___ Data records

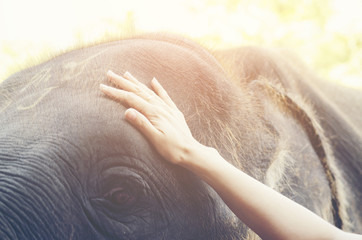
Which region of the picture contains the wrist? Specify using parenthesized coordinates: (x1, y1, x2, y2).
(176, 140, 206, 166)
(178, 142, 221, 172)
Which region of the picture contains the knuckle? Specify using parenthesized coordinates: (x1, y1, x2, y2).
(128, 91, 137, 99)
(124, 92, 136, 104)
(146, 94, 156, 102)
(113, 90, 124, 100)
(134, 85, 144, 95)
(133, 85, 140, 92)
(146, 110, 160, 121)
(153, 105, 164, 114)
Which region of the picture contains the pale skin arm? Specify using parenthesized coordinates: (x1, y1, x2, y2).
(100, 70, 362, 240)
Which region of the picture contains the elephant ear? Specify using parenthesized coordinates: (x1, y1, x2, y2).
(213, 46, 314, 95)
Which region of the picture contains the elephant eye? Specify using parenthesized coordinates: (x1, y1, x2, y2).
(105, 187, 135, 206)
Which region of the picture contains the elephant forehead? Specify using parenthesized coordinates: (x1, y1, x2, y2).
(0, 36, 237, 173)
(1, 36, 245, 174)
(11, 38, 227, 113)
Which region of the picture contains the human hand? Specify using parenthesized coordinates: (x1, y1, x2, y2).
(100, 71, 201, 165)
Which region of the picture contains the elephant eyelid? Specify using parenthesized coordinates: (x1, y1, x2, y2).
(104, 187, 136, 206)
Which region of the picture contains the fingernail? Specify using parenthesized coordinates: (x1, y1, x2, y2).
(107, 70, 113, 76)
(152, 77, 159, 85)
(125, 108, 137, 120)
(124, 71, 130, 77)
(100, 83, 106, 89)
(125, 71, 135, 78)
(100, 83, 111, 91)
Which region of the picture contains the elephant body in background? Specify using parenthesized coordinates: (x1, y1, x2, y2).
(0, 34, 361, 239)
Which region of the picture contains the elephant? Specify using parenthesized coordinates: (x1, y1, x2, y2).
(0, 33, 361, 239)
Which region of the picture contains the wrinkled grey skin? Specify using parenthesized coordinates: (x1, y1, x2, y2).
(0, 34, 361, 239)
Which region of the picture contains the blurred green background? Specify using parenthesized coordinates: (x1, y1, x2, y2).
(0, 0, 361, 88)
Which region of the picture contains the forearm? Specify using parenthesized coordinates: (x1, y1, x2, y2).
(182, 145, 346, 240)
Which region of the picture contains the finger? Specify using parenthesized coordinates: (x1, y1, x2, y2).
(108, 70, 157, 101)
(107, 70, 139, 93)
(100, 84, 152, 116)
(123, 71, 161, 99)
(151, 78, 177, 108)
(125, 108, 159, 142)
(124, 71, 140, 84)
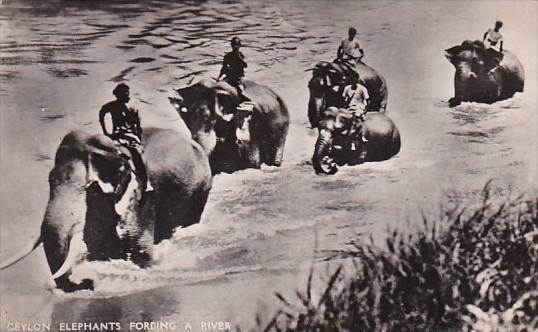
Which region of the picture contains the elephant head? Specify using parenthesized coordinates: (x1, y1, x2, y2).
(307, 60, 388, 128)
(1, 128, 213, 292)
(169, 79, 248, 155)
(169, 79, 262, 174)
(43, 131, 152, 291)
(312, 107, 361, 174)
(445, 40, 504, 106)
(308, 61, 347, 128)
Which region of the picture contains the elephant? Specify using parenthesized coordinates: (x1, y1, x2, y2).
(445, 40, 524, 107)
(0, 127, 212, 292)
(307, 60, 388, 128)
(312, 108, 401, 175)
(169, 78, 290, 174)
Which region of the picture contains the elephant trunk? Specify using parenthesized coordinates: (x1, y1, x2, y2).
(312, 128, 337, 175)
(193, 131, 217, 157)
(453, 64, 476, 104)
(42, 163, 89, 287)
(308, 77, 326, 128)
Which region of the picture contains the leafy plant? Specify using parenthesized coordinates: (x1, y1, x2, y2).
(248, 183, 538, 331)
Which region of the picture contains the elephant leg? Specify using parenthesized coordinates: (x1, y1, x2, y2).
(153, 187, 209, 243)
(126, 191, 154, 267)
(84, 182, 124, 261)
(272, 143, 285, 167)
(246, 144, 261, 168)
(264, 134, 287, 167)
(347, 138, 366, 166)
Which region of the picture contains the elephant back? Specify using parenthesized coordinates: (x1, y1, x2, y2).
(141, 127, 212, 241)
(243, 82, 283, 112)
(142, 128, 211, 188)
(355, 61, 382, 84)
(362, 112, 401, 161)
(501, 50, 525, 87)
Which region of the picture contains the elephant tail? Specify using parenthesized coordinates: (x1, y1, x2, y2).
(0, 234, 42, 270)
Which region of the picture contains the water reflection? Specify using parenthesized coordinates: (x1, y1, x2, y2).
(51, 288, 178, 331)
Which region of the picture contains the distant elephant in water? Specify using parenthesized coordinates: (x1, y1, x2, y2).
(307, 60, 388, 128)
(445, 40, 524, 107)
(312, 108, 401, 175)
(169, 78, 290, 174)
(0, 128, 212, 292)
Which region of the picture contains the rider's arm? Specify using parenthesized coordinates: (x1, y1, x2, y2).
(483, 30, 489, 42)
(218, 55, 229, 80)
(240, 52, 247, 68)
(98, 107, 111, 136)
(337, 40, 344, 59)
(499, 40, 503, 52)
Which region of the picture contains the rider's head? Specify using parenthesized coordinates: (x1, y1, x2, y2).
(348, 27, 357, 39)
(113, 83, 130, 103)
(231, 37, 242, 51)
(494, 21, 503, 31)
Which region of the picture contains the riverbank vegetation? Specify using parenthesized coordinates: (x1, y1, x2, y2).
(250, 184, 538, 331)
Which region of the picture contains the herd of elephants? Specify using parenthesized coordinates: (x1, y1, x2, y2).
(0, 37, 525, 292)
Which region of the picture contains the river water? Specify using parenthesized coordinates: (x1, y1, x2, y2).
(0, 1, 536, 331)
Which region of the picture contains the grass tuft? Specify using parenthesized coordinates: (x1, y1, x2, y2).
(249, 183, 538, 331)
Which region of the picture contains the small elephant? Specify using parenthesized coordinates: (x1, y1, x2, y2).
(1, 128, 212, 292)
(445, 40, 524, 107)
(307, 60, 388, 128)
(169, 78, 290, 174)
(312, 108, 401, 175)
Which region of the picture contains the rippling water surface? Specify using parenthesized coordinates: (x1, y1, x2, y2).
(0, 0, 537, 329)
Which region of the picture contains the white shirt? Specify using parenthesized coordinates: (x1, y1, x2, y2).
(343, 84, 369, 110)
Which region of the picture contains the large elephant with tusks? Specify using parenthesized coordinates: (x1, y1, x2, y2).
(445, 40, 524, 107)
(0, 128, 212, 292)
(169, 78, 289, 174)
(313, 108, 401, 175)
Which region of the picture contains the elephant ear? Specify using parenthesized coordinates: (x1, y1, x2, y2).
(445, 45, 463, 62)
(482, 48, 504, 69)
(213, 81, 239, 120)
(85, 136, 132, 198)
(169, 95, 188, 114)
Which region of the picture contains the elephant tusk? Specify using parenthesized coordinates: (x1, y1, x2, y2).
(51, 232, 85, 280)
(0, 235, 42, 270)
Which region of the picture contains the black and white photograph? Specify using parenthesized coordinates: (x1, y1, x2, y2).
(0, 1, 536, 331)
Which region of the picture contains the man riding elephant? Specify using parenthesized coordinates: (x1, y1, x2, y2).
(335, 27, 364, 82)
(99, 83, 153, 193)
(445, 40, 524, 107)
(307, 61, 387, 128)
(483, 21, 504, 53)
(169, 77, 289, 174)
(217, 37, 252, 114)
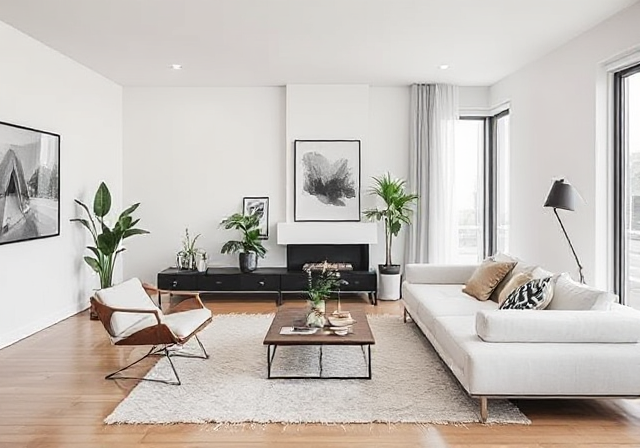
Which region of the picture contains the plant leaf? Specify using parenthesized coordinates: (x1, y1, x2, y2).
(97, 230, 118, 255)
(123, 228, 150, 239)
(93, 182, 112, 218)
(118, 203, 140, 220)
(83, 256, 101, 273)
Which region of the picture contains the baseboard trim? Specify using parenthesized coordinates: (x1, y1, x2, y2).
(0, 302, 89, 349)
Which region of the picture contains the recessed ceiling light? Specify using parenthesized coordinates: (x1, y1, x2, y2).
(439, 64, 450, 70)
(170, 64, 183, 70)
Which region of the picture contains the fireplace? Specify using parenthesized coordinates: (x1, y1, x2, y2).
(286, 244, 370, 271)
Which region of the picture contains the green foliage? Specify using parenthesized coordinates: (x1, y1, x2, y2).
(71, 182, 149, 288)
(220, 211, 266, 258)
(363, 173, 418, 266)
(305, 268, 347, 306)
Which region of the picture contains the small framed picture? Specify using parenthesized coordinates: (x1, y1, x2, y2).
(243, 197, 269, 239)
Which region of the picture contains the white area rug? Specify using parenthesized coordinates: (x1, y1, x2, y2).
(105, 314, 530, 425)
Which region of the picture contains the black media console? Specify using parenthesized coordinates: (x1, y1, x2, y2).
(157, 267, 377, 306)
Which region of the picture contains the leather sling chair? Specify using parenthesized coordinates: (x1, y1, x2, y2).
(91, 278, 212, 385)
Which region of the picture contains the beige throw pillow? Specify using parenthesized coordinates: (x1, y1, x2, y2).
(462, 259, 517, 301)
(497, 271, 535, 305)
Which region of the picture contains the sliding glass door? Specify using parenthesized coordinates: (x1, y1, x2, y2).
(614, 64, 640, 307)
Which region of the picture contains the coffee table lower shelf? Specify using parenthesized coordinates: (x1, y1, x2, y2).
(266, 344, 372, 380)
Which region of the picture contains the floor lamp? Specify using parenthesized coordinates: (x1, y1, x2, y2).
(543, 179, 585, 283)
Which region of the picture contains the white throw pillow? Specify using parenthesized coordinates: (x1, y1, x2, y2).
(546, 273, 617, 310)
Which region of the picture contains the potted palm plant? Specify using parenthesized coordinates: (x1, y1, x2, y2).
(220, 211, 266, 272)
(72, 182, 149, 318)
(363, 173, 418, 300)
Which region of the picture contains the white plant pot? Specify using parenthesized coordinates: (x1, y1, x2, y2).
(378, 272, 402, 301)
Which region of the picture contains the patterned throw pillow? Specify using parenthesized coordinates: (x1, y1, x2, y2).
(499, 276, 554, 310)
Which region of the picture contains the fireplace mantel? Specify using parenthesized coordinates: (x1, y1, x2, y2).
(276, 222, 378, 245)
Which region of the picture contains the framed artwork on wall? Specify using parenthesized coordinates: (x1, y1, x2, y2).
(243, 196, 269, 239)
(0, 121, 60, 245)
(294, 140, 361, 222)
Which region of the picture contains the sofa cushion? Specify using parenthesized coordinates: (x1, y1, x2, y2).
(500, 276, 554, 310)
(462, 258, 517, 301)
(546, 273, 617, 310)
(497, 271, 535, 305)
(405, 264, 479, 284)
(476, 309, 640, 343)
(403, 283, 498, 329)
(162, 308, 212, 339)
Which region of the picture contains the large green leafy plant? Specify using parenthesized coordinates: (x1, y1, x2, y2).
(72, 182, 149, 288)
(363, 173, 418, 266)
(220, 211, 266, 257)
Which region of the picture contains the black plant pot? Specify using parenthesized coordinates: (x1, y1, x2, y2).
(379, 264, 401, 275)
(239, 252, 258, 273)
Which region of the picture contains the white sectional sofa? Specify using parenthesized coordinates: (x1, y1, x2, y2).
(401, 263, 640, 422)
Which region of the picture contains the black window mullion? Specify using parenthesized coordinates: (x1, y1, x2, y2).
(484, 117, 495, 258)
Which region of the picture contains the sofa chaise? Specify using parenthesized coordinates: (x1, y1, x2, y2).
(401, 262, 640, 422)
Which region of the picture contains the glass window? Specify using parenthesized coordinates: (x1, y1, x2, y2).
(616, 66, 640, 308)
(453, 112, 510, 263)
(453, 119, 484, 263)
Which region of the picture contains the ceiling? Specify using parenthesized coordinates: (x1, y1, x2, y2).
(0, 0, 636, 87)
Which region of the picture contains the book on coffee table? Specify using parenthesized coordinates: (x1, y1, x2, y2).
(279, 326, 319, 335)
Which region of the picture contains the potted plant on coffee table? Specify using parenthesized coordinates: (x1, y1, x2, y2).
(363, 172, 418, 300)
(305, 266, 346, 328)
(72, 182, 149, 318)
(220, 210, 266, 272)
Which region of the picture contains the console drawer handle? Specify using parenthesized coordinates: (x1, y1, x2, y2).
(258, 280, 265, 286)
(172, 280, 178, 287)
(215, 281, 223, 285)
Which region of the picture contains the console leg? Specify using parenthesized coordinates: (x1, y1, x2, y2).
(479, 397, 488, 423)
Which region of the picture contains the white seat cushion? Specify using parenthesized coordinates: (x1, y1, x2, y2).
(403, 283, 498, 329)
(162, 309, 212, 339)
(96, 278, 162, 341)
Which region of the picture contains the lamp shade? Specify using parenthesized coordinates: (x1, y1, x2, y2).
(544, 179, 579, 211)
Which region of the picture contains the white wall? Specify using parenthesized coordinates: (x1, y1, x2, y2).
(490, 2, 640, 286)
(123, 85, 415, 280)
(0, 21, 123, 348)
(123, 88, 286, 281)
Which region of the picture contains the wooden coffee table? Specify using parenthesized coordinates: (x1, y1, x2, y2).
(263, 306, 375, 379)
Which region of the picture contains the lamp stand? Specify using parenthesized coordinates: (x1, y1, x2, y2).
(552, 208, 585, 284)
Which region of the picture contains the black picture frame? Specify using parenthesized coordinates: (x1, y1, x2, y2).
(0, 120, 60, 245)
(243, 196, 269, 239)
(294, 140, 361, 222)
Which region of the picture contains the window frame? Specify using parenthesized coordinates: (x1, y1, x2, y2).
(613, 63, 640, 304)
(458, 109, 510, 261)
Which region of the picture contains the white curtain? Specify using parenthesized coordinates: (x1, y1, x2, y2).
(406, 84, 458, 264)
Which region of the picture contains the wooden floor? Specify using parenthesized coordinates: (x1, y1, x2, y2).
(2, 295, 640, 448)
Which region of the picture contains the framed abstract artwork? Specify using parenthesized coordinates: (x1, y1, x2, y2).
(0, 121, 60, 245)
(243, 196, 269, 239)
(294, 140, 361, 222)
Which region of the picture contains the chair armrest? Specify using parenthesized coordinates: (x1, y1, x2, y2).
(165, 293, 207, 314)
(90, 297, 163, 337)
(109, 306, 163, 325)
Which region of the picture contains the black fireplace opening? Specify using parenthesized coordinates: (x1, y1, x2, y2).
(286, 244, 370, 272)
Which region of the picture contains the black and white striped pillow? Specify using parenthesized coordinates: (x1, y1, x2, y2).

______

What you are asked to do:
Begin with the line that contains "Which region of the picture contains the black picture" and end with the last line of the data. Repeat those two lines and all between them exactly.

Solution:
Which region of the picture contains the black picture frame? Specify using parenthesized coordinates: (x1, y1, x2, y2).
(0, 120, 60, 245)
(243, 196, 269, 239)
(294, 140, 361, 222)
Which region of the picture contains the window frame? Specify using parenthesized coordinates: (x1, y1, x2, y2).
(613, 63, 640, 304)
(458, 109, 510, 261)
Which region of the picture contains the white curtain? Specify using parenthesized coordinates: (x1, y1, x2, y2).
(406, 84, 458, 264)
Which region of the picture contains the wooden floor? Specify using parenthesized coordinates: (x1, y1, x2, y2).
(2, 295, 640, 448)
Which region of the picture contains the framed abstract artwork? Specify using parenthesized coordinates: (x1, y1, x2, y2).
(0, 121, 60, 245)
(243, 196, 269, 239)
(294, 140, 361, 222)
Which region of the picture contains the chair armrest? Specify using parenthesized coordinates: (x1, y1, x2, y2).
(165, 293, 207, 314)
(90, 297, 163, 337)
(109, 306, 163, 325)
Which region of the picture contains the black fireplace opening? Specify using parenthesized coordinates: (x1, y1, x2, y2).
(286, 244, 370, 272)
Which region of the picture contains the black and white striped pillow? Specify using parenthesized coordinates: (x1, y1, x2, y2).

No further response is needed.